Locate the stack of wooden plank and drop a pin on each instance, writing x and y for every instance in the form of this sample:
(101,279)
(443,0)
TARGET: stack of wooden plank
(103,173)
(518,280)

= = = =

→ What you need to do
Retype the lines above exactly as they appear, keeping every word, number, and line break unchanged.

→ Output of the task
Locate the stack of wooden plank and drop a pin on each instance, writing x and y for every instance in the form of this sample:
(101,279)
(443,0)
TARGET: stack of wooden plank
(103,173)
(518,280)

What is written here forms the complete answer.